Provided material>
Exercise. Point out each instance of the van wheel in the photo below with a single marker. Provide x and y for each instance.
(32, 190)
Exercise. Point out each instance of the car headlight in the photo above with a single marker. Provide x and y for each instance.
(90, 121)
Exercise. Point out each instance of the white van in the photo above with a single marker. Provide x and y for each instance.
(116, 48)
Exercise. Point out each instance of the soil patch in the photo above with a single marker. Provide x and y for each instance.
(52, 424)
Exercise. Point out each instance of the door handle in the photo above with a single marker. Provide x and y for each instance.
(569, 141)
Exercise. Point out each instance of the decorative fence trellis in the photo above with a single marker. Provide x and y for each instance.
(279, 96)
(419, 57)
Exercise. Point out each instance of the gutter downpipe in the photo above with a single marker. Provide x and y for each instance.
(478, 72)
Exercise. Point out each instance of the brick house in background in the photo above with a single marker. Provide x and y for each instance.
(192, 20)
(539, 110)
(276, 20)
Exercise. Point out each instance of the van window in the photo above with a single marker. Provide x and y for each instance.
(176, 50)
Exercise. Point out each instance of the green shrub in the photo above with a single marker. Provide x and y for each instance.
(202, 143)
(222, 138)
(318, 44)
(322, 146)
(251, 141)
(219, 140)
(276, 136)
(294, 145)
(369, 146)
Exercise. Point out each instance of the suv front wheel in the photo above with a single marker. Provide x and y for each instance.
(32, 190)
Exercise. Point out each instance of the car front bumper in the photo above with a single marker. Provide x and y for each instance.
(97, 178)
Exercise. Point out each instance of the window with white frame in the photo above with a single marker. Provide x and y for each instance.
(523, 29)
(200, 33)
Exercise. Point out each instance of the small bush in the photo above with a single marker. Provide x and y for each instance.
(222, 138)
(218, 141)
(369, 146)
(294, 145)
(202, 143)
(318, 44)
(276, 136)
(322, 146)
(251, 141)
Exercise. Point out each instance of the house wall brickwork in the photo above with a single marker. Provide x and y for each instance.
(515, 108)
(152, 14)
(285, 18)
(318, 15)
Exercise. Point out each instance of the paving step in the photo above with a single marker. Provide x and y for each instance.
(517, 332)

Job> Reproduce every item above word for word, keeping each coordinate pair under the line it belongs to.

Worked solution>
Exercise. Point out each instance of the van wheel in the photo below with a single marker. Provide x and y for each instance.
(32, 190)
Exercise. Point out each instance of the car headlight in the photo above with a single marker. Provide x and y for each instance.
(90, 121)
Exercise. Point out each instance of the white van in the photo above with a single marker. Provide x and y for each instance.
(116, 48)
Exercise. Point out each instance of the soil patch in the photo above with a single marker. Provide x and y for each instance.
(52, 424)
Exercise. Point out each instance of the door handle in the photo above with a single marker. Provide x and y for each instance.
(569, 141)
Exercise. Point out each instance of the decorative fence trellis in the photo above with a single marker. Provide x and y for each instance.
(279, 96)
(419, 57)
Exercise. Point out each instance of the gutter downpipe in the photo above with a single marker. Provide x and y for each instance.
(478, 72)
Exercise. Point out each instance of the brick house in background in the photo above with a single marker. Provide x and y for each instance.
(192, 20)
(539, 110)
(276, 20)
Exercise. Point out each instance of the van window in the photo above with a single marker. Provide x and y for each instance.
(176, 50)
Exercise. Point out each instance of the green shrub in the photo above with a single marker. Provide x and y for each instance.
(202, 143)
(222, 138)
(318, 44)
(322, 146)
(251, 141)
(219, 140)
(276, 136)
(294, 145)
(369, 146)
Exercise. Point out each instance of the suv front wheel in the photo above with a single marker. Provide x and y for each instance.
(32, 190)
Exercise. Point out each instance of the car front bumper in the photo above with a single marker. Provide x and y for each instance.
(97, 178)
Exercise. Point out each instance of the window with white frame in the photo above with a single marker. Provide x and y for each instance.
(523, 29)
(200, 33)
Exercise. Point out each instance of the small bush in the photo above with a single marker. Provide x and y for each instance.
(222, 138)
(218, 141)
(369, 146)
(294, 145)
(202, 143)
(318, 44)
(276, 136)
(322, 146)
(251, 141)
Exercise. Point out each instance of the house wall brickwork in the photo above with a single marker. Provide x and y for each instance.
(515, 108)
(152, 14)
(285, 18)
(318, 15)
Exercise. Point out each instance of the paving step in the photo above with a single marker. Provide x and y for each instance.
(517, 332)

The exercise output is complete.